-- begin --
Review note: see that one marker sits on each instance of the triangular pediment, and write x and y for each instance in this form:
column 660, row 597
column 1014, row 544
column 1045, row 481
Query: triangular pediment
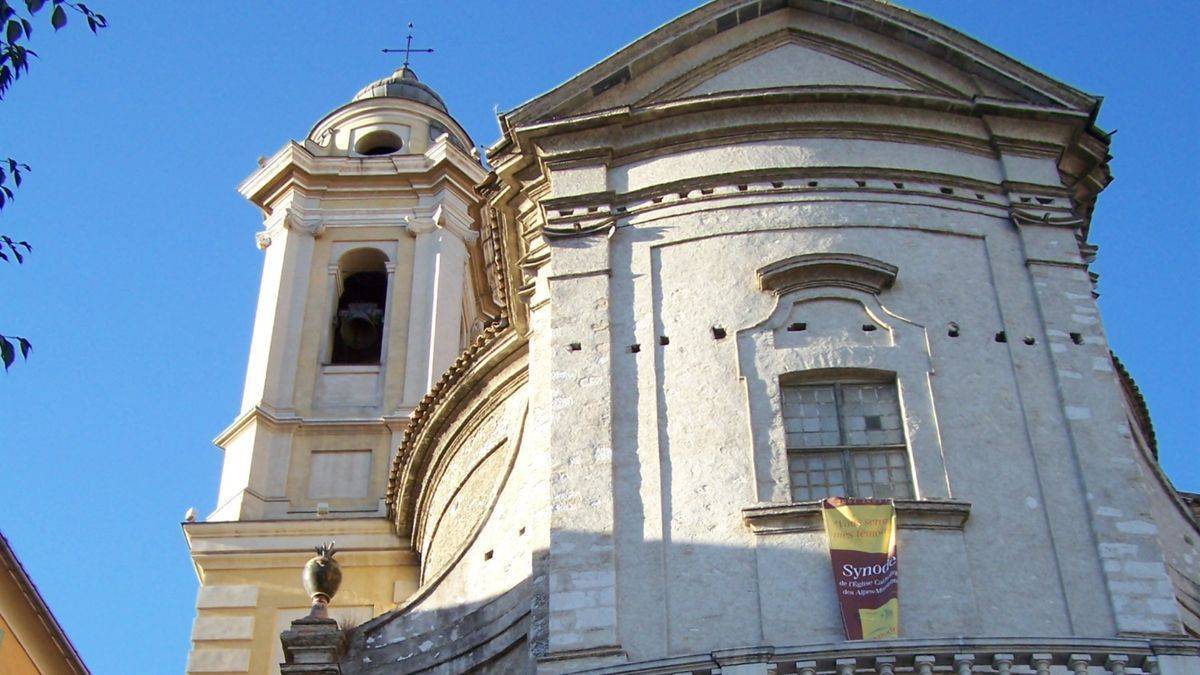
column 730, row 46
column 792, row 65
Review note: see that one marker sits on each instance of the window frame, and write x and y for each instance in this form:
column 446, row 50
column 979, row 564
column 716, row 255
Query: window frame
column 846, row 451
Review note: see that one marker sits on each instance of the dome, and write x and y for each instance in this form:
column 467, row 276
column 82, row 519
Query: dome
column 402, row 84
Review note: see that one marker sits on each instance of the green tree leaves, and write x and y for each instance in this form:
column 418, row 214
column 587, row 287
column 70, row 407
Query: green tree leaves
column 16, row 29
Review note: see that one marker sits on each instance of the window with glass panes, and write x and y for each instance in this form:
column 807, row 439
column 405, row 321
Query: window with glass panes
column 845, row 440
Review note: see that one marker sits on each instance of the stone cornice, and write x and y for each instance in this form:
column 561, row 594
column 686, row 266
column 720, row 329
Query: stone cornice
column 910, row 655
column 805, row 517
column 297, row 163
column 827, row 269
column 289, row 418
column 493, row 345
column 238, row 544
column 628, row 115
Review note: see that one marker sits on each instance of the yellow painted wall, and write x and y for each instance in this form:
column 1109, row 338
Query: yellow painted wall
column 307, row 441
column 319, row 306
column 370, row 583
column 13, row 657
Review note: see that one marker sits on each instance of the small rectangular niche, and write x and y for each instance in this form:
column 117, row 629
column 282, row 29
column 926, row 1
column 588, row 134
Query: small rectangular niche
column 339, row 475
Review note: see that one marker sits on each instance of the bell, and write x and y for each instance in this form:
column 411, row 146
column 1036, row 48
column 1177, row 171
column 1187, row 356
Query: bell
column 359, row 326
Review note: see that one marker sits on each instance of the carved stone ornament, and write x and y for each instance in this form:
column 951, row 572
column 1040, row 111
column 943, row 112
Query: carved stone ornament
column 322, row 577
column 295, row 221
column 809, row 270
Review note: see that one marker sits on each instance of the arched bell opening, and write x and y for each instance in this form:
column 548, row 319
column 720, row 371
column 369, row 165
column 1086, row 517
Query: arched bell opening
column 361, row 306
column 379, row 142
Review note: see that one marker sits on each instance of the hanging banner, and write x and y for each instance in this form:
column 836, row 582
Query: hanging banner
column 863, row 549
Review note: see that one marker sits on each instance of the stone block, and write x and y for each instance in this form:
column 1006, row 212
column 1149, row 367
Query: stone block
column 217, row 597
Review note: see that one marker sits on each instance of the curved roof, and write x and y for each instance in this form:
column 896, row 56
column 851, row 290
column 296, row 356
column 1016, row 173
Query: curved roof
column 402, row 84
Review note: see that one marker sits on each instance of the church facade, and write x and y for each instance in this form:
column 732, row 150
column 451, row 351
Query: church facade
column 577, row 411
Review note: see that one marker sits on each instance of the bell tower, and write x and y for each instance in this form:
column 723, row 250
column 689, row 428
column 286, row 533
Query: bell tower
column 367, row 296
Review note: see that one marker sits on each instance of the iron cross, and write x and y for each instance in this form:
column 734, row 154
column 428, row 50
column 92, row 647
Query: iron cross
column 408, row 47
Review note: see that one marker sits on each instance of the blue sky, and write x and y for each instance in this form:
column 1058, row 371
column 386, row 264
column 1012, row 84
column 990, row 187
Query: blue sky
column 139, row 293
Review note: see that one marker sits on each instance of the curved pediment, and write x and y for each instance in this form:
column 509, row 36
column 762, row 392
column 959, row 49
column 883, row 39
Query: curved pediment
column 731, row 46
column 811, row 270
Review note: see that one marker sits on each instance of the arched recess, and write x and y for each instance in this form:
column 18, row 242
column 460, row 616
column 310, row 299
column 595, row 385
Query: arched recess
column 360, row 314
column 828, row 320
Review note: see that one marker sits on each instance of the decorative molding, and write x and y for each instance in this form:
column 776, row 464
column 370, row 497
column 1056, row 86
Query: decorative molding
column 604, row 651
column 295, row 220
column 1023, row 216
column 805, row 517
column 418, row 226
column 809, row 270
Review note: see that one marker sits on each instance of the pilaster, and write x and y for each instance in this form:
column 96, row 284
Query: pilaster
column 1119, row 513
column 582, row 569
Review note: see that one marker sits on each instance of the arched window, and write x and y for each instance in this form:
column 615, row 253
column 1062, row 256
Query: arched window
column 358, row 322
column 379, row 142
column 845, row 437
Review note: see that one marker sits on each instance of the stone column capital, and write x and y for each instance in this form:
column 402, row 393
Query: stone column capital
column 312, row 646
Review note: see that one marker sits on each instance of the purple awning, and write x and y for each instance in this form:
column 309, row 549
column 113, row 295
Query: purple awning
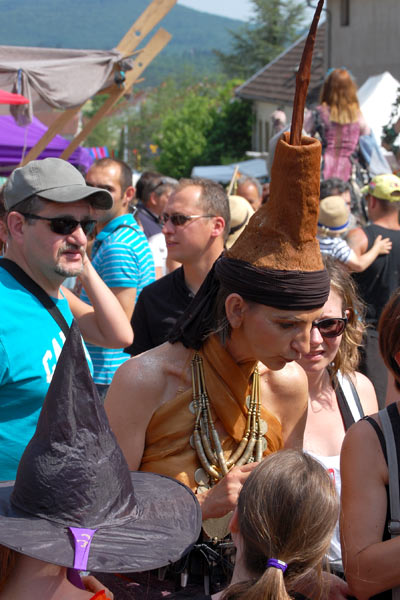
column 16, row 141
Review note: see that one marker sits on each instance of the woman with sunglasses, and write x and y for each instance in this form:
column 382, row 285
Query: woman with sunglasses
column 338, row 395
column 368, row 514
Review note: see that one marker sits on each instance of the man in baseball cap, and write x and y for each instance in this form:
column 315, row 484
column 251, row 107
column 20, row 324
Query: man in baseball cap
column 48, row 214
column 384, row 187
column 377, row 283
-- end --
Instructions for the task:
Update the rows from the line with "of the church" to the line with "column 139, row 293" by replacing "bell tower" with "campanile". Leave everything else in those lines unchanged.

Solution for this problem:
Review note: see that one marker sits on each instance of the church facade, and write x and y for each instance in this form:
column 732, row 150
column 451, row 351
Query: church facade
column 577, row 411
Review note: see that one marker sits on each instance of the campanile, and write x and y for each instance in this form:
column 723, row 250
column 689, row 428
column 286, row 533
Query: campanile
column 367, row 296
Review note: see that one marker sits on each instance of the iron cross, and write x and y for each instance in this form:
column 734, row 154
column 428, row 50
column 92, row 647
Query: iron cross
column 408, row 47
Review note: see that one marker sits on each instance of the blue sky, and write x and y for each instance in this form:
column 1058, row 371
column 386, row 264
column 1012, row 84
column 990, row 187
Query: blue sky
column 139, row 293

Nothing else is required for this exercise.